Source passage →

Sherry Jones was driving her 13-year-old son, Malcolm, to school the other morning when he mentioned something about some kid he didn't like.

Something about the kid being a jerk.

Jones told him that wasn't kind. When you speak of people, she said, always speak good of them.

"Look at Barack! . . . During the campaign, no matter what, Obama always took the high road," she told him. "During the debates when John McCain would say a dig, Barack would never react. . . . He was always positive."

Malcolm, who likes a good debate, was, for that moment, quiet.

In that silence, Jones realized that something about her spontaneous, trapped-in-the-car lecture was working. "If my son didn't agree, he would let me know," says Jones, an accountant who lives in Silver Spring. "He always has something else to say. . . . Usually, he will say, 'Yeah, but . . . ' When I use Barack Obama as an example, I can see him. He's quiet. He may sit up a little straighter.

"He hasn't gotten to the point where he says, 'You are right.' " But there is something to be said for him saying nothing.

Parenting can be like that. You take what you can get. Any acknowledgment of the parental lecture. Not getting the "yeah, but" can be the change a mother waits for, a silent proof that her nagging isn't going in one ear and out the other. Proof that some of the blah, blah, blah is sticking. So some parents have leaped from reviewing Obama's Cabinet choices to summoning him up at the breakfast table, invoking his name, words and accomplishments to motivate a dawdling, recalcitrant child.

You could call it Obama discipline or Obama etiquette, and it goes something like this:

Get up! Do you think Obama would have slept late and not made it to school on time?

Why don't you guys share? Don't you think Obama would want you to share?

How much did you read? Obama would have finished the book by now.

Do you think Obama would sneak cigarettes? (Oops.)

Obama has become that nice man up the street you want your kid to grow up to be like. And yet we know this example has pitfalls. Real people -- politicians, presidents, football players, actors, musicians -- made of flesh and blood have this little nagging mortal tendency to make mistakes. People inevitably disappoint, leaving parents with a different teachable moment.

Point-based annotation data:
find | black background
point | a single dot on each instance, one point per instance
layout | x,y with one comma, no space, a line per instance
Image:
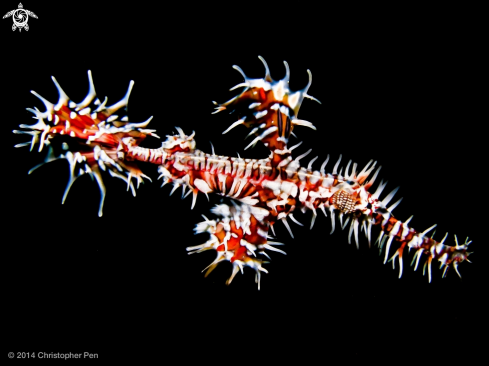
401,86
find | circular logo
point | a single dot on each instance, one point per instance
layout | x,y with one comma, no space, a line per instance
20,17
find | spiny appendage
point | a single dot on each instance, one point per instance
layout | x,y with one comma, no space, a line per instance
270,108
88,135
347,194
238,236
393,229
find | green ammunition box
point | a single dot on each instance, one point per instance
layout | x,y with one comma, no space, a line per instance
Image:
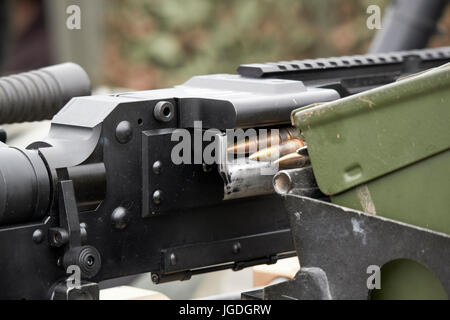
387,152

Problems to work on →
**a.** In the passage about parents holding up Obama as an example, condense the paragraph that begins "Parenting can be like that" into a shorter version that keeps its main facts.
**b.** Continue the passage about parents holding up Obama as an example, starting right after its final sentence.

Responses to the tasks →
**a.** Parents accept any sign that a lecture has registered. For a mother, the absence of a "yeah, but" can show that her nagging is sinking in. Some parents have therefore moved from reviewing Obama's Cabinet choices to invoking his name, words and accomplishments at the breakfast table to motivate dawdling or stubborn children.

**b.**
This week provided a sharp lesson in the kind of company you keep, or the company you try to stay away from, when the Illinois governor, from whom Obama has tried to distance himself, was charged with trying to sell Obama's Senate seat.

Parenting is lonely, irritating, often maddening work. The work is never complete. A parent is often second-guessing herself. Never thinking she has done enough. Not sure whether her standards are set too high or not high enough. Never sure what's working. Never sure that the child who seems fine now won't be a mess at 30.

So parents reach for help: an ancestor, a cousin, a historical figure -- somebody the child has to look up to. Their latest imaginary friend has become the president-elect, a person held to such high standards that if you parented just right, your child could end up like that, too. We know this is fantasy. But Obama's mother probably didn't think she was raising a future president either. So you grab at what strings are out there.

"It's the third-party thing," says Jill Miller Zimon, a freelance writer and mother of three school-age children. "With kids, lots of times when a child won't do something for you, you will . . . pretend a third party said it was a good thing to do. If you say the doctor said you needed to do this, or your teacher said you needed to do this, it has more impact than Mom and Dad." They perform better for other people. "They are more polite. Because they are more comfortable around Mom and Dad, it is easier to act up because they know there is unconditional love."

And it's nice, she says, "to go back to a time. . . . I could remember in school when you really did hold the president up as an example."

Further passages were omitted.